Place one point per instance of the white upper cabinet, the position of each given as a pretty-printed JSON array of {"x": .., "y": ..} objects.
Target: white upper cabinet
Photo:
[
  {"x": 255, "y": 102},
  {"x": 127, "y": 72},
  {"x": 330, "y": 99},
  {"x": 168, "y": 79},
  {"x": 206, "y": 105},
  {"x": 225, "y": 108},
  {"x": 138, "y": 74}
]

** AIM **
Rewrite every line of the material above, requests included, and multiply each x and y coordinate in the answers by 2.25. Round the results to whole numbers, rounding halves up.

** WRITTEN ANSWER **
Place one point per instance of the white upper cabinet, the position of each given as a pretty-printed JSON array of {"x": .., "y": ..} objects.
Target: white upper cabinet
Photo:
[
  {"x": 574, "y": 230},
  {"x": 286, "y": 162},
  {"x": 743, "y": 223},
  {"x": 378, "y": 178},
  {"x": 464, "y": 236},
  {"x": 506, "y": 243},
  {"x": 311, "y": 167}
]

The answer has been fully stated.